→ **What you should do**
Can you rewrite the data below, replacing "weathered wooden slat" with "worn timber plank" and keeping everything else the same?

** start of Supplied material **

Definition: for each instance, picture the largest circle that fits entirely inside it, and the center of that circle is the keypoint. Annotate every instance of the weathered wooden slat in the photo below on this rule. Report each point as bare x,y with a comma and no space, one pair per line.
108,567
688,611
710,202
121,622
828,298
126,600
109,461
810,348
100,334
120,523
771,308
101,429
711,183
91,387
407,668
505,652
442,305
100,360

** end of Supplied material **

→ **Answer to the exercise**
Definition: for each instance, picture the largest circle that fits entirely inside it, and the center of that circle is the keypoint. Annotate every instance of the worn timber plank in the photo below on this rule. Report each point as bare x,y with a comma and no space, one pair per line.
108,567
688,611
710,202
121,622
828,298
126,600
109,461
810,348
100,334
120,523
771,308
101,429
711,183
91,387
407,668
505,652
442,305
100,360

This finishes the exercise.